Red goes to ground, right Sparky?
April 17, 2006 6:53 PM   Subscribe

How to: multiple fluorescent light fixtures on one circuit

For a specialty lighting project, I'm backlighting a largish sign such that a single 24" lamp won't do it and a double lamp puts the bulbs too close together.

Can I wire up two 24" single bulb fluorescent fixtures in parallel?

If so, it's just black to black to the switch and then to hot; and white to white to neutral (and of course, ground to the lovely green screw in the fixture), right?

You can assume that I'm scrupulous about wiring, but that nearly all of my experience is either replacing existing wiring or with low-voltage wiring.
posted by plinth to Home & Garden (7 answers total)
 
That's how you do it.

Be careful about how the wire runs, make sure it is all held down securely - between the lights, and with cable clamps where it enters/exits all the boxes.

At 35W per 24" bulb you are a long way from overloading the circuit, but that is the next thing to worry about.
posted by Chuckles at 7:38 PM on April 17, 2006


>Can I wire up two 24" single bulb
>fluorescent fixtures in parallel?

Don't see why not.

>If so, it's just black to black to the switch and then to
>hot; and white to white to neutral (and of course,
>ground to the lovely green screw in the fixture),
>right?

Er, I assume the above means:

Black (hot) from the building to black (hot) wire on the fixture, this line leads to the switch and thence the load.

White (neutral) from the building connects to white (neutral) wire on the fixture, if you follow that wire it also goes to the load, which in this case would be the ballast (probably a rectangular black metal box)

The green or bare copper wire from the building is your ground and would connect to another green or bare copper wire on the fixture, or if the fixture doesn't have one, you would secure it to the metal housing of the sign.

Given entries

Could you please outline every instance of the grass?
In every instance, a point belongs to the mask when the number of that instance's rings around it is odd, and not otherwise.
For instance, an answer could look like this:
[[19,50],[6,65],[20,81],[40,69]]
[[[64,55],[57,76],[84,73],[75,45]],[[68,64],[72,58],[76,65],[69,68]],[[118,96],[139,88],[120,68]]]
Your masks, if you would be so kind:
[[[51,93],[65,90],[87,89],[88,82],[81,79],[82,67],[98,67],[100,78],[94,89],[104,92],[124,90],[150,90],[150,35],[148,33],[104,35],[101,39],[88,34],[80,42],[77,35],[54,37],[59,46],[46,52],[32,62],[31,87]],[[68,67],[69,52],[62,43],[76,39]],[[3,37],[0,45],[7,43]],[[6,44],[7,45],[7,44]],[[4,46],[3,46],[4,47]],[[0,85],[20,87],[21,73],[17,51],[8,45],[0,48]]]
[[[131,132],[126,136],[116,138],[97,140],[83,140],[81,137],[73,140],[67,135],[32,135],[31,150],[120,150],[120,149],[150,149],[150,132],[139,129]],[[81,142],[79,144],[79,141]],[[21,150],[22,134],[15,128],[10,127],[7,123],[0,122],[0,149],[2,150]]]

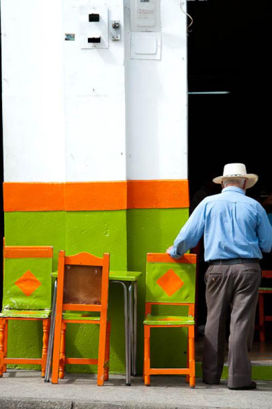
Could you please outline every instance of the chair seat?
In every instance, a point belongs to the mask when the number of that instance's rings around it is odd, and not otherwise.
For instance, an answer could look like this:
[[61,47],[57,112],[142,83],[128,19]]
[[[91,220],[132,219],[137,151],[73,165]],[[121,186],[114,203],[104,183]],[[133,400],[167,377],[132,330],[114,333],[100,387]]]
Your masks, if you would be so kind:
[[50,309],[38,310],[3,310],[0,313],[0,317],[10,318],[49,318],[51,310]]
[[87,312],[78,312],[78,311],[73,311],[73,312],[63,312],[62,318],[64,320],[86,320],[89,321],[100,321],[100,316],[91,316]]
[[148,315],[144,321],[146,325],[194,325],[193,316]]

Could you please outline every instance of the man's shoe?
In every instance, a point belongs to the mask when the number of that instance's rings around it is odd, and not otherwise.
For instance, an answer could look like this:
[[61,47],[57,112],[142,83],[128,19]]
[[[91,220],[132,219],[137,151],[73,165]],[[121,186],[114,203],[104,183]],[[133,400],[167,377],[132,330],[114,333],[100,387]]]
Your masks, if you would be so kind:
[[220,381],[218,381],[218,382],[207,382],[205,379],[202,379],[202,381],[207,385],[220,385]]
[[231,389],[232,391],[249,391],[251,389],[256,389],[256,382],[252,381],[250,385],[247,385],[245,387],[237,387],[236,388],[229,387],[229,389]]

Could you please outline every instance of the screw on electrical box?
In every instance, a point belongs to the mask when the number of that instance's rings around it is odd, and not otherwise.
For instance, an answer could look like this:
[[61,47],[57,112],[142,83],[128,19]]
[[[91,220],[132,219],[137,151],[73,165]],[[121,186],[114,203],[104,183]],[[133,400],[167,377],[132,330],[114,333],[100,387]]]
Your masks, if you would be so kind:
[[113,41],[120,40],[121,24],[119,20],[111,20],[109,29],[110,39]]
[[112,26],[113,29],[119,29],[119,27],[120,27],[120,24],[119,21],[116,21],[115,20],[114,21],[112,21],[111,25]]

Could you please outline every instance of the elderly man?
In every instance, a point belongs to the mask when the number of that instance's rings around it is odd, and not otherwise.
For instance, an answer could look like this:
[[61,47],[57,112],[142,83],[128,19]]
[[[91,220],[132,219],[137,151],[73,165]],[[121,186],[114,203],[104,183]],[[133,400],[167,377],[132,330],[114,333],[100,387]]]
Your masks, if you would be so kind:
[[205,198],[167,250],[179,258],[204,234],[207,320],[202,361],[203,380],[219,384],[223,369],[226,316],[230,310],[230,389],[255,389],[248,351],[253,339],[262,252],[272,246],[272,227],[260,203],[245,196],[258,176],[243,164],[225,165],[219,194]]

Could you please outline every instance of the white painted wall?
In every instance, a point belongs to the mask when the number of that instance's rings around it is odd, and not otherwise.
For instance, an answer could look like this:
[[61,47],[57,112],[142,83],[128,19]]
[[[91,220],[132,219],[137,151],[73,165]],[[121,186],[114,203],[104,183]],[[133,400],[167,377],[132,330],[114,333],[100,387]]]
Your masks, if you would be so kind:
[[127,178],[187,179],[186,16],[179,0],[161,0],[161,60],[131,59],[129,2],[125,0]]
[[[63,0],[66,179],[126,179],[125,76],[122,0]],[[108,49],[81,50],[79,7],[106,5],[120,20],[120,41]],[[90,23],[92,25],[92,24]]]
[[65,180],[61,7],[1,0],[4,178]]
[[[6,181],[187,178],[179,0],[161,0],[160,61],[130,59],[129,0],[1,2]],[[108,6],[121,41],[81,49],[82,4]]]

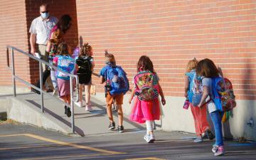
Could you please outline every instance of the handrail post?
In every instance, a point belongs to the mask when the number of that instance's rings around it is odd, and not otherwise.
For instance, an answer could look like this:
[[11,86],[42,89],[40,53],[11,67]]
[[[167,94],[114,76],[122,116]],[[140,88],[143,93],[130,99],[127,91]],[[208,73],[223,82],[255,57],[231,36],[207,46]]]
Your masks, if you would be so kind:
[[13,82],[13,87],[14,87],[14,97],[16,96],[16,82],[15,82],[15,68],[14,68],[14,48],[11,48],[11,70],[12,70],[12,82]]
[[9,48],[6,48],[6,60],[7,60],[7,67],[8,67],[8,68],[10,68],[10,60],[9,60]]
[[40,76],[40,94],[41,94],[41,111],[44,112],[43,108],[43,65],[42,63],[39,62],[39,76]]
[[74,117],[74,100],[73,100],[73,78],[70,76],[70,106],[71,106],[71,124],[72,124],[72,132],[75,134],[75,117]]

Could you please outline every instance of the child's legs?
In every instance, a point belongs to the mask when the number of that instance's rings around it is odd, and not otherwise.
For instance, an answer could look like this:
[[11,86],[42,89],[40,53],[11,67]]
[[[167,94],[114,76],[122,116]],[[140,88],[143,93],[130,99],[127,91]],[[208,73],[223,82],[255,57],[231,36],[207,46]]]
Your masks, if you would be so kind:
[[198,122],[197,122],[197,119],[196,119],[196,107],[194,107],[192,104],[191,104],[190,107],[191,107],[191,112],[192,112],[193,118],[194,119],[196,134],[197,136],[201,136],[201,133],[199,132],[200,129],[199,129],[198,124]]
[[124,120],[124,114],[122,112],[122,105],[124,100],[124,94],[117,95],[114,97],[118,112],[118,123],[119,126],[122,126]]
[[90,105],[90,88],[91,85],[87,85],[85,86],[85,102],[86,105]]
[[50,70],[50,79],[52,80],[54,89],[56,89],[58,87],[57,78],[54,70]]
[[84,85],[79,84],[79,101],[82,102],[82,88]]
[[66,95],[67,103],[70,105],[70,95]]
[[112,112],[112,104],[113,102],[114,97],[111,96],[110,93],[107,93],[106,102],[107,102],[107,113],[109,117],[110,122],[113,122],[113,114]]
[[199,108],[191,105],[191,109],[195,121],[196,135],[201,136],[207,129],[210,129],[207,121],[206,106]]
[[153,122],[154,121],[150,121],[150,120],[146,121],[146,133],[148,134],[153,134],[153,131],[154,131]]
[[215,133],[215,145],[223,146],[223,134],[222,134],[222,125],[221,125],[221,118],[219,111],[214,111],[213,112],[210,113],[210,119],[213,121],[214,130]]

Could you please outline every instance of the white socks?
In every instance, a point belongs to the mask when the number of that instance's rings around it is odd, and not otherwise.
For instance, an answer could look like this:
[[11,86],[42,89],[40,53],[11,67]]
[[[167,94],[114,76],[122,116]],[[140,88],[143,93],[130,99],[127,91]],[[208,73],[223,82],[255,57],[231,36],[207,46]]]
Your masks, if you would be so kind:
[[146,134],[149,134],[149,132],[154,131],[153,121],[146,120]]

Objective
In the fluorescent wiring discussion, how many watts does each 24" bulb use?

Result for this task
35W